GIVEN PROBLEM -> Rewrite the records from the line containing "Sample: x=16, y=348." through the line containing "x=83, y=342", both included, and output only those lines, request lines among them. Scale every answer coordinate by 1.15 and round to whole numbers, halves up, but keep the request lines and their sample coordinates unchanged.

*****

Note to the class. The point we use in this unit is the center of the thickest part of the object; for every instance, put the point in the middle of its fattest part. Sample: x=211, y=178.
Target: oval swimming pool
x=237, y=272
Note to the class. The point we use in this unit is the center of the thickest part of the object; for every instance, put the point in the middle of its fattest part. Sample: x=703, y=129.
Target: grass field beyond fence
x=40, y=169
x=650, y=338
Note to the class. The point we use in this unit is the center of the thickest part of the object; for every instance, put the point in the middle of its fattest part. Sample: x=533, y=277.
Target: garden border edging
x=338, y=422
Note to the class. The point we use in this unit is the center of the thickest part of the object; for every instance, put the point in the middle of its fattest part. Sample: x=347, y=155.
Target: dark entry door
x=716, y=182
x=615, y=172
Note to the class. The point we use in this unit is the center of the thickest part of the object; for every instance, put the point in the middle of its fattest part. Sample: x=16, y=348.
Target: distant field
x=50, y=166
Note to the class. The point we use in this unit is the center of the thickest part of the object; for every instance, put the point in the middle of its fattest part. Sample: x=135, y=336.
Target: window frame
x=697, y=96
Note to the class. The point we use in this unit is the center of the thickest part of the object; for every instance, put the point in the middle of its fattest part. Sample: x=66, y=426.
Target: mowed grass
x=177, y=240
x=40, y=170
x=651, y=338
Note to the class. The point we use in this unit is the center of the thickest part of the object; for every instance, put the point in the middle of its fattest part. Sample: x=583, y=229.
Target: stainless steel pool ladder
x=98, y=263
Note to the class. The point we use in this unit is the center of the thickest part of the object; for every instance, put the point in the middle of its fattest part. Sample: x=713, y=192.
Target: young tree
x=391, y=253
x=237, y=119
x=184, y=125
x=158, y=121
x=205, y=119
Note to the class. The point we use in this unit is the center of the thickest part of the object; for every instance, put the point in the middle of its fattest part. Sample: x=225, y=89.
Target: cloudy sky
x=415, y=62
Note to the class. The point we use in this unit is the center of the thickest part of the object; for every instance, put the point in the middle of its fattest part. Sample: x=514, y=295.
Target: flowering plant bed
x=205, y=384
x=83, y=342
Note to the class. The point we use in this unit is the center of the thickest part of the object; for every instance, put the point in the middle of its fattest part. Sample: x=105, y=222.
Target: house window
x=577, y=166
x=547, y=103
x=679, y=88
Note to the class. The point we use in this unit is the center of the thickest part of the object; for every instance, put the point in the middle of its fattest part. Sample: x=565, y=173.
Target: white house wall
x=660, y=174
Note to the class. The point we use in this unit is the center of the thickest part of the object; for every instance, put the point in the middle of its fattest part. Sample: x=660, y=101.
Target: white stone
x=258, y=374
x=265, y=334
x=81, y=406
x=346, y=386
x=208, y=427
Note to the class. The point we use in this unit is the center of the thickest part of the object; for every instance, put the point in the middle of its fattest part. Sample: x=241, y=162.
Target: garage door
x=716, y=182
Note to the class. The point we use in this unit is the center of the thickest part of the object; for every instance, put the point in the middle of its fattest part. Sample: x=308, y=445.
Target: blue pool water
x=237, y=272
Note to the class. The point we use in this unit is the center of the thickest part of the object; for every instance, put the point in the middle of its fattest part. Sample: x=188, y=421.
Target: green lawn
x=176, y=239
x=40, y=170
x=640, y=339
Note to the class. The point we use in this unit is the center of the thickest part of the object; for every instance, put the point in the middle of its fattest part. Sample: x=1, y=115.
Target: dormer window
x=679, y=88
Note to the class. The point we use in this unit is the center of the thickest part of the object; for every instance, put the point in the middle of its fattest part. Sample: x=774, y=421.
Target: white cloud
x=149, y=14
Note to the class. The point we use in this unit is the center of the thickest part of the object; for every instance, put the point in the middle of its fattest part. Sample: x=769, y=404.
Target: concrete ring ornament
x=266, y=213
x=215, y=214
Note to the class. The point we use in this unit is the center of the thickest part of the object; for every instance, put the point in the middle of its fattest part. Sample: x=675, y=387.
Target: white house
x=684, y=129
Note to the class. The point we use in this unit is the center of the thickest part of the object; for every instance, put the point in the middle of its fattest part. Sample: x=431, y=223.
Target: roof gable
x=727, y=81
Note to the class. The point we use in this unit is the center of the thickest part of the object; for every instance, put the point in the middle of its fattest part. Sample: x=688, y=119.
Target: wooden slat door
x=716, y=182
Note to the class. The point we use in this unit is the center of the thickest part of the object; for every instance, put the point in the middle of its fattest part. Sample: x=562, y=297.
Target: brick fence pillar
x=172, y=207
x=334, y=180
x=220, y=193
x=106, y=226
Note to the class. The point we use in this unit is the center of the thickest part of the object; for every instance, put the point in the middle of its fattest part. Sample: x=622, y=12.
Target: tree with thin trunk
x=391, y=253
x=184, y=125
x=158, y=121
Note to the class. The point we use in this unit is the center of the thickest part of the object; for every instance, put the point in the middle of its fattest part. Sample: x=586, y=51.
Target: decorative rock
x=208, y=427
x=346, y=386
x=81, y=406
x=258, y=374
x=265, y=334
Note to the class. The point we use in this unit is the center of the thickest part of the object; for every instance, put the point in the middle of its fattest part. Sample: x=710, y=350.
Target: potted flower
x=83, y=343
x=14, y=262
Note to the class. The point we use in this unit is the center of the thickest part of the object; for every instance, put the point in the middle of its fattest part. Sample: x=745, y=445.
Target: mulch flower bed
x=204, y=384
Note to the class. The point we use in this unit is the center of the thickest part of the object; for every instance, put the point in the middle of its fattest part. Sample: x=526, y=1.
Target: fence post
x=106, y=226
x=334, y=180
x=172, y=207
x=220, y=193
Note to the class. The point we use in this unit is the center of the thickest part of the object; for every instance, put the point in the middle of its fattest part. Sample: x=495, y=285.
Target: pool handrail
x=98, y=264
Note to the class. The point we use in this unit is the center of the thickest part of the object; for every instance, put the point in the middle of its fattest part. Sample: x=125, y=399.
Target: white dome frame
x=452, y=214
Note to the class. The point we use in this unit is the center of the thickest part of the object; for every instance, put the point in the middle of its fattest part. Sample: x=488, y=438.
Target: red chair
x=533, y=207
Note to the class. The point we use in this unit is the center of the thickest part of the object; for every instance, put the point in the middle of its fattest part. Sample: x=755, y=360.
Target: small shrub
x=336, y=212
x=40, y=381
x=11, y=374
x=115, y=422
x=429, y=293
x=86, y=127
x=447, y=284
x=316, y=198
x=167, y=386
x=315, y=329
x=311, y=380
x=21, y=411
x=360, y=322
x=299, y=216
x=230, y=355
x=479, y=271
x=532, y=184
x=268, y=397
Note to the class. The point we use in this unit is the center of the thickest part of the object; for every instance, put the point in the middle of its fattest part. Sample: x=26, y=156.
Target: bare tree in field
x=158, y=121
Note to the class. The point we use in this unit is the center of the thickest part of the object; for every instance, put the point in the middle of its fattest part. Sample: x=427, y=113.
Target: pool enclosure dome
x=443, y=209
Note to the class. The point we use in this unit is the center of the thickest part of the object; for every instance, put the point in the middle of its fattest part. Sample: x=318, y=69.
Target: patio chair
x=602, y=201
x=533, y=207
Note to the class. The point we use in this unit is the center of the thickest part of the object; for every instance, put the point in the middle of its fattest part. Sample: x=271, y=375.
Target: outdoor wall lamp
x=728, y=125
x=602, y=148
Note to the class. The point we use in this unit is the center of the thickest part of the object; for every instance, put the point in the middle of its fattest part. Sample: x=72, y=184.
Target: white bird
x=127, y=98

*****

COMPLETE OUTPUT ->
Note to the class. The point we use in this unit is the center of the thickest part of the object; for every instance, put the point in the middle of its fattest part. Sample: x=16, y=348.
Target: distant field
x=58, y=191
Note to the class. The point we use in this unit is the center of the thickest part of the object; for every instance, put the point in the middle of its fattest part. Sample: x=135, y=336.
Target: window frame
x=802, y=110
Note to the class. The point we use in this unit is the center of the thickest part of the object; for every instance, put the point in the middle of its fattest part. Sample: x=66, y=426.
Target: mowed grass
x=204, y=276
x=46, y=196
x=749, y=389
Note to the class. The point we use in this unit is the center of the thickest part of the object; for every instance, put the point in the middle of its fattest part. Sample: x=583, y=229.
Target: stainless steel pool ladder
x=113, y=302
Note to the class. The point we use in this unit is the center of the thickest part of the object; for every instance, put the point in the middle of its fattest part. Sample: x=713, y=192.
Target: young tree
x=450, y=291
x=273, y=137
x=212, y=144
x=182, y=139
x=236, y=137
Note to the class. The point we use in this unit is the center of the thickest part of the object; for every instance, put the point in the middle of its fattest part. Sample: x=225, y=89.
Target: cloudy sky
x=477, y=71
Note to the class. The point we use in this unit is the center of the thickest part of the object; for every instance, put the point in the middle of its fattest part. Sample: x=514, y=295.
Target: flowering plant bed
x=236, y=442
x=95, y=393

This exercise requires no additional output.